- _What is asked_: Rewrite every line of the records below unchanged, except raise each coordinate value in the answers by 17. Leave the pictures out of your reply.

***** Extracted data

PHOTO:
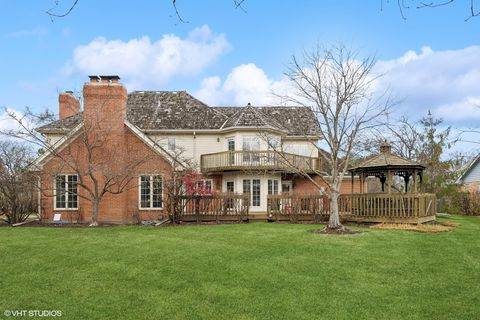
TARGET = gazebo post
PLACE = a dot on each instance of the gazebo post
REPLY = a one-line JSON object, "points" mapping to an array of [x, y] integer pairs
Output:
{"points": [[389, 179], [406, 177], [352, 181], [415, 180]]}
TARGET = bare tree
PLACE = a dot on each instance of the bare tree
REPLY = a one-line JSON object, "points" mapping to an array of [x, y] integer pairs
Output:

**********

- _The solution_:
PHOTO:
TARGET = gazebo post
PLACE = a dot on each instance of the gazebo post
REPLY = a one-line JSON object, "points" mapping to an array of [x, y] integer pairs
Output:
{"points": [[406, 196], [423, 194], [369, 198], [432, 197]]}
TARGET = bare tree
PLACE = a dot on each instance of the bare tree
REPLY = a one-line JSON object, "points" mapping to an array of [x, y] integer pairs
Output:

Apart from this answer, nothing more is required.